*练习数据:*
* * *
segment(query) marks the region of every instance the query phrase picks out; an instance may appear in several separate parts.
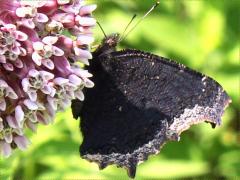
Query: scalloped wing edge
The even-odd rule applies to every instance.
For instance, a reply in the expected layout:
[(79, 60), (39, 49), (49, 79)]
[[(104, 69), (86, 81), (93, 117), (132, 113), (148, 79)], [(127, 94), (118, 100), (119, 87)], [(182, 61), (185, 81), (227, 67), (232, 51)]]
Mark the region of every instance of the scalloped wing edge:
[(231, 103), (231, 99), (225, 91), (219, 87), (214, 107), (202, 107), (196, 104), (192, 109), (185, 109), (180, 117), (174, 118), (170, 126), (168, 126), (166, 120), (162, 120), (162, 125), (165, 128), (159, 131), (152, 141), (139, 147), (134, 152), (128, 154), (112, 153), (106, 155), (86, 154), (81, 156), (90, 162), (97, 163), (100, 170), (108, 165), (116, 164), (117, 167), (125, 168), (128, 176), (134, 178), (137, 165), (146, 161), (148, 156), (158, 154), (163, 145), (168, 141), (179, 141), (180, 134), (189, 129), (192, 125), (205, 121), (217, 126), (221, 125), (221, 116), (229, 103)]

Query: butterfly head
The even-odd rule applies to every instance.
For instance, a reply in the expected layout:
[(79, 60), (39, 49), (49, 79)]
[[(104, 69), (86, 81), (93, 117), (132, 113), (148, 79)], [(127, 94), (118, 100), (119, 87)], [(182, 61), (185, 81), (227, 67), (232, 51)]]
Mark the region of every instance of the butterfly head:
[(115, 48), (120, 40), (120, 34), (114, 33), (103, 39), (103, 44)]
[(116, 51), (116, 46), (120, 41), (120, 34), (114, 33), (109, 36), (106, 36), (101, 45), (94, 52), (94, 55), (108, 54), (113, 51)]

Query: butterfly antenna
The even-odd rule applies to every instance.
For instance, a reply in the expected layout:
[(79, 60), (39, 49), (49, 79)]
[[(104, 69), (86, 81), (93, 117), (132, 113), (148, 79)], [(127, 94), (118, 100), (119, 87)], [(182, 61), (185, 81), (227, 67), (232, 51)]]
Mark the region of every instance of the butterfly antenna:
[(106, 35), (106, 33), (104, 32), (104, 30), (103, 30), (101, 24), (100, 24), (98, 21), (97, 21), (97, 24), (98, 24), (98, 26), (100, 27), (101, 31), (103, 32), (104, 37), (106, 38), (107, 35)]
[[(145, 14), (144, 14), (144, 16), (143, 17), (141, 17), (141, 19), (139, 19), (139, 21), (126, 33), (126, 35), (121, 39), (121, 40), (123, 40), (123, 39), (125, 39), (126, 37), (127, 37), (127, 35), (130, 33), (130, 32), (132, 32), (134, 29), (135, 29), (135, 27), (139, 24), (139, 23), (141, 23), (142, 22), (142, 20), (145, 18), (145, 17), (147, 17), (147, 15), (150, 13), (150, 12), (152, 12), (158, 5), (159, 5), (159, 1), (157, 1)], [(131, 21), (130, 21), (131, 22)]]
[(132, 17), (132, 19), (131, 19), (130, 22), (128, 23), (128, 25), (125, 27), (125, 29), (124, 29), (121, 37), (119, 38), (119, 41), (121, 41), (121, 40), (123, 39), (125, 32), (127, 31), (128, 27), (130, 26), (130, 24), (133, 22), (133, 20), (134, 20), (136, 17), (137, 17), (137, 15), (134, 14), (133, 17)]

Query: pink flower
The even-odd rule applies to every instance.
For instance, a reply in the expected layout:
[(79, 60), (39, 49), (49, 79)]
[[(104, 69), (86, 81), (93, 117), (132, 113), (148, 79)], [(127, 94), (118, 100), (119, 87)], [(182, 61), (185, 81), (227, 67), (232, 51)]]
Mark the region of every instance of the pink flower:
[(25, 128), (53, 122), (72, 99), (84, 100), (84, 87), (94, 86), (78, 63), (92, 58), (95, 9), (84, 0), (0, 0), (1, 155), (26, 149)]

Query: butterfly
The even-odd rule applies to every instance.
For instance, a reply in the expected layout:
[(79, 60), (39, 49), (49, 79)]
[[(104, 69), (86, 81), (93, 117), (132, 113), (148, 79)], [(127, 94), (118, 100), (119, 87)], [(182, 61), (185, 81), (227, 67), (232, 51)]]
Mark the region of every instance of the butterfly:
[(95, 86), (71, 107), (81, 118), (81, 156), (100, 169), (124, 167), (134, 178), (139, 163), (191, 125), (220, 125), (231, 100), (212, 78), (151, 53), (116, 51), (118, 42), (112, 34), (93, 52), (87, 69)]

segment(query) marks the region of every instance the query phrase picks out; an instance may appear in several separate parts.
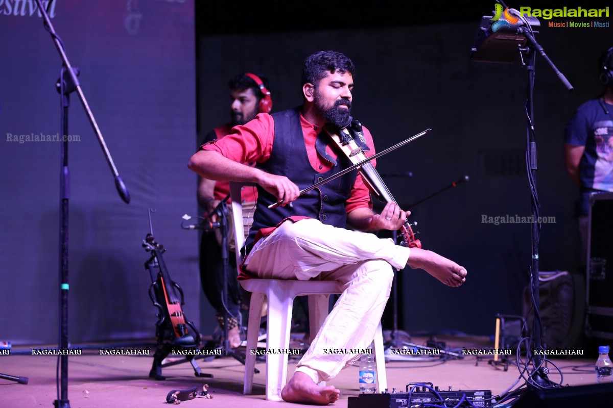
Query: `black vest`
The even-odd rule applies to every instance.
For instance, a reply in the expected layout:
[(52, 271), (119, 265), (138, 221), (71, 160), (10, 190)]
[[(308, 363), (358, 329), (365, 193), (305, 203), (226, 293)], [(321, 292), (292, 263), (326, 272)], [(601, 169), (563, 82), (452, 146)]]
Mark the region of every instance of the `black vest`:
[[(335, 166), (326, 172), (318, 172), (313, 169), (306, 154), (299, 109), (278, 112), (272, 117), (275, 121), (272, 152), (268, 160), (256, 165), (258, 168), (272, 174), (285, 176), (302, 190), (351, 165), (349, 159), (341, 154)], [(333, 143), (327, 135), (321, 136), (327, 138), (326, 144)], [(308, 217), (324, 224), (345, 227), (347, 218), (345, 201), (351, 195), (357, 175), (357, 171), (354, 170), (302, 195), (291, 206), (288, 204), (272, 209), (268, 206), (276, 202), (276, 198), (258, 185), (257, 206), (246, 242), (248, 252), (258, 231), (275, 226), (289, 217)]]

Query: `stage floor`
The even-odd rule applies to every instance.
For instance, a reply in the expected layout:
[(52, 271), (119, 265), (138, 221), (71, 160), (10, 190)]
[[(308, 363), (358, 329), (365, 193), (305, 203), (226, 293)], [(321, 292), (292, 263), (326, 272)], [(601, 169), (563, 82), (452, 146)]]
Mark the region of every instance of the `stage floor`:
[[(481, 348), (489, 346), (482, 338), (454, 336), (441, 338), (447, 344)], [(425, 339), (414, 338), (412, 342), (425, 344)], [(69, 357), (68, 399), (72, 408), (142, 408), (161, 406), (166, 404), (166, 395), (172, 390), (186, 389), (194, 386), (210, 386), (212, 399), (198, 398), (181, 402), (186, 407), (270, 407), (274, 402), (264, 399), (264, 364), (258, 363), (260, 373), (254, 378), (254, 394), (243, 395), (243, 366), (232, 357), (217, 358), (211, 362), (198, 360), (203, 373), (213, 378), (197, 378), (189, 363), (163, 369), (167, 377), (164, 381), (148, 377), (153, 361), (151, 355), (101, 355), (99, 348), (111, 347), (100, 344), (98, 349), (84, 349), (82, 355)], [(34, 346), (36, 349), (40, 346)], [(53, 346), (51, 346), (53, 347)], [(34, 408), (50, 407), (57, 399), (56, 369), (58, 358), (49, 355), (32, 355), (32, 347), (15, 347), (10, 355), (0, 355), (0, 373), (14, 376), (28, 377), (27, 385), (0, 379), (0, 407)], [(139, 345), (132, 348), (154, 348)], [(22, 353), (29, 353), (22, 354)], [(513, 356), (514, 361), (514, 356)], [(562, 369), (564, 385), (580, 385), (593, 384), (593, 364), (595, 358), (552, 358)], [(290, 362), (289, 373), (294, 372), (295, 360)], [(560, 377), (550, 366), (549, 379), (559, 382)], [(334, 406), (347, 407), (348, 398), (357, 396), (357, 366), (343, 370), (330, 384), (341, 390), (341, 399)], [(432, 382), (441, 390), (449, 387), (453, 390), (490, 390), (498, 395), (509, 387), (520, 376), (516, 366), (511, 365), (504, 371), (487, 361), (477, 362), (473, 355), (441, 363), (435, 361), (391, 361), (386, 363), (389, 390), (403, 390), (408, 382)], [(524, 381), (520, 380), (519, 384)]]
* * *
*题目要求:*
请编辑以下文字：从含有“Query: butterfly head”的那一行起，一直到含有“39), (103, 44)]”的那一行止，把这几行重新写出，将其中的“butterfly head”换成“moth head”，其余内容一律不变。

*本题解答:*
Query: moth head
The even-odd rule applies to every instance.
For instance, a reply in the expected layout:
[(79, 60), (39, 49), (49, 79)]
[[(104, 69), (86, 81), (93, 117), (132, 113), (148, 79)], [(127, 94), (118, 100), (119, 87)], [(182, 61), (185, 81), (227, 67), (232, 51)]]
Mark the region of every instance of the moth head:
[(115, 48), (120, 40), (120, 34), (114, 33), (103, 39), (103, 44)]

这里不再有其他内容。